> _Items from a data source_:
= = = = = = =

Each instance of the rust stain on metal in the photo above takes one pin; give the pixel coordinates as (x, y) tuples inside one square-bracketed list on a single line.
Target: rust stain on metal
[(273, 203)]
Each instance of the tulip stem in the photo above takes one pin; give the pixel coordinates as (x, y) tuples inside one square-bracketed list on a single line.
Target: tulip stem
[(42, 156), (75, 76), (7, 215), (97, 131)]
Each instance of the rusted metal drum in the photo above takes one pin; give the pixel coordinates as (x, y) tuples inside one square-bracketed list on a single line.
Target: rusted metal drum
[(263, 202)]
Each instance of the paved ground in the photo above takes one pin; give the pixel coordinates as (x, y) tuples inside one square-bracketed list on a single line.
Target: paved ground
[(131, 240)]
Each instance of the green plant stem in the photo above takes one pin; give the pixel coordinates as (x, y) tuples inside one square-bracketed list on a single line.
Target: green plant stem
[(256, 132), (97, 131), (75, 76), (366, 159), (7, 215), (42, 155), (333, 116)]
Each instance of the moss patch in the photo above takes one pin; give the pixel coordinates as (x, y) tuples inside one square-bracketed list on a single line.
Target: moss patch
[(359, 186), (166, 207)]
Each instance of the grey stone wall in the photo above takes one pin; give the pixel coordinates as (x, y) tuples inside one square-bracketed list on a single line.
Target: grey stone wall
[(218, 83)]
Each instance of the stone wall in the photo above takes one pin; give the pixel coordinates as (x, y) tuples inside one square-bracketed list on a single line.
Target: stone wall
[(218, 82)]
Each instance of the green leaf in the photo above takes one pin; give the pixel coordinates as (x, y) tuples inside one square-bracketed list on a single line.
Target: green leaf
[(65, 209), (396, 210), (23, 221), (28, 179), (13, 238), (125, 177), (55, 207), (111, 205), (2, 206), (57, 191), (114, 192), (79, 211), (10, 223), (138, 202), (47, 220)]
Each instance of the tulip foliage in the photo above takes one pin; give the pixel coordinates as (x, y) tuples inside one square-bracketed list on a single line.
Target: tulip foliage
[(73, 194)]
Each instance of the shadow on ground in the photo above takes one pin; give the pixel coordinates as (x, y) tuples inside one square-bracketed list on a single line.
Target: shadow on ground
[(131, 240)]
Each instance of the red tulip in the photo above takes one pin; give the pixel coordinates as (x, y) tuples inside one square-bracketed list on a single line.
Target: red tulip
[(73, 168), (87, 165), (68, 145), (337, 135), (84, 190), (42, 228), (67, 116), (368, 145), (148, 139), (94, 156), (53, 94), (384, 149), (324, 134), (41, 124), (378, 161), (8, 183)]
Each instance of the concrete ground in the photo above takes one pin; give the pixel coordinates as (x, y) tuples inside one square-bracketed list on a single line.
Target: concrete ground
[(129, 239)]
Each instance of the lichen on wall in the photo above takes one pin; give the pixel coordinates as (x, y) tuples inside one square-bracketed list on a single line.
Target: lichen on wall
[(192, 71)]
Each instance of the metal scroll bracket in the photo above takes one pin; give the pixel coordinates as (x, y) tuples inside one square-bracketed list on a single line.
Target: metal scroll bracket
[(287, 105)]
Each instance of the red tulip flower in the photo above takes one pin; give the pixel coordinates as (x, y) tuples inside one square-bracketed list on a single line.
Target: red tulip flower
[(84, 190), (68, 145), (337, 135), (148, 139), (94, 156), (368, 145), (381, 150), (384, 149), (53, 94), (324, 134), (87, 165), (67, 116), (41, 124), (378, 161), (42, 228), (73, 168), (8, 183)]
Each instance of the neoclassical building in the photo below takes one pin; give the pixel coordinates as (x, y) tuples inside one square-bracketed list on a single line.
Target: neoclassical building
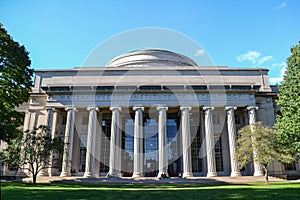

= = = = = = =

> _Exercise requirements_: Could you copy the lines above exactly and skip the images?

> _Reply to the exercise_:
Each instance of the rust stain on metal in the photo above takes one pin; give the pixel coordinates as (x, y) tuples inside one square-bracketed list on a single line.
Target: rust stain on metal
[(273, 203)]
Each instance of the tulip stem in the photo above takes one pin; give the pixel coordinates as (x, y) tuples inside one square-bracketed list on a single line.
Target: tulip stem
[(42, 156), (75, 76), (7, 215), (97, 131)]
Each instance of the rusted metal drum in the photo above takes one pin; give the pixel coordinates as (x, y) tuples inside one square-bracketed list on a single line.
Target: rusted metal drum
[(263, 202)]
Each instance of the paved ground in the photo above takes one pin; give the pixel coordinates as (x, y) tuples inside one square-bracketed list on a single line.
Target: paved ground
[(131, 240)]
Each instance of the green plant stem in the photo above takes one pin; give the pixel coordinates as (x, y) tuples inside one square-bracketed list on a single line.
Target: green plant stem
[(256, 132), (97, 131), (75, 76), (366, 159), (7, 215), (42, 155), (333, 116)]
Each instance of the moss patch in the photo above takes one pin; give the pixel coordinates as (x, y) tuples inside one square-bracketed list on a single line.
Target: moss patch
[(359, 186), (166, 207)]
Each instance of the grey stone wall in the photo above takes one pin; give the pixel coordinates as (x, y) tuples inside one square-bracketed list on a single line.
Target: grey stone wall
[(218, 83)]
Each instance of the stone wall in the photo above takes one pin; give the pixel coordinates as (x, y) tuples inside one square-bracketed list on a single line.
Target: stone wall
[(218, 82)]
Each instance of the green leaf in the photo above takes one pin; give the pixel coordinates as (x, y) tuples inside one square-bracketed list on a single line.
Target: green leaf
[(65, 209), (396, 210), (23, 221), (28, 179), (13, 238), (125, 177), (55, 207), (111, 205), (2, 206), (57, 191), (114, 192), (79, 211), (10, 223), (138, 202), (47, 220)]
Each instance of the tulip foliage in the photo above takes one pin; give the pixel coordinates as (x, y) tuples inside one square-bracketed list on a single line.
Target: tulip foliage
[(73, 194)]
Each instance of the shadow on ground in the photo above takes one pin; give the pixel coordinates as (x, y) tuples inside one square-bracketed list on a single line.
Target: shadow on ground
[(131, 240)]
Each instance of the red tulip in the photo above takes one pin; give the pixel coordinates as (x, y) tuples inside one square-bracketed list on a single line.
Target: red tulip
[(73, 168), (87, 165), (68, 145), (337, 135), (84, 190), (42, 228), (67, 116), (368, 145), (148, 139), (94, 156), (53, 94), (384, 149), (324, 134), (41, 124), (378, 161), (8, 183)]
Each instance of the concrete ground in the photo above takes one pin; give the pixel coordinates as (x, y) tuples inside one square-bracketed list on a single line.
Target: concrete ground
[(129, 239)]
Each instance of the lichen on wall in the photo above takes one pin; give the pixel coordinates as (x, y) tuples inside one square-bracketed list on a single line.
Target: lichen on wall
[(192, 71)]
Each instance of the metal scroll bracket in the photo above takes one pin; give the pixel coordinates as (x, y) tuples inside one square-bracketed list on a single line.
Target: metal scroll bracket
[(287, 105)]
Each instance of the red tulip flower in the photo above takes one pin; give the pixel coordinates as (x, y) tuples inside one square-bracketed list on a single line.
Target: red tulip flower
[(84, 190), (68, 145), (337, 135), (148, 139), (94, 156), (368, 145), (381, 150), (384, 149), (53, 94), (324, 134), (87, 165), (67, 116), (41, 124), (378, 161), (42, 228), (73, 168), (8, 183)]
Each instance of the neoclassical building in the photo below takes one pin; give the pixel coordinates as (x, y) tuples inside one square-bracketed list on a single line.
Target: neoclassical building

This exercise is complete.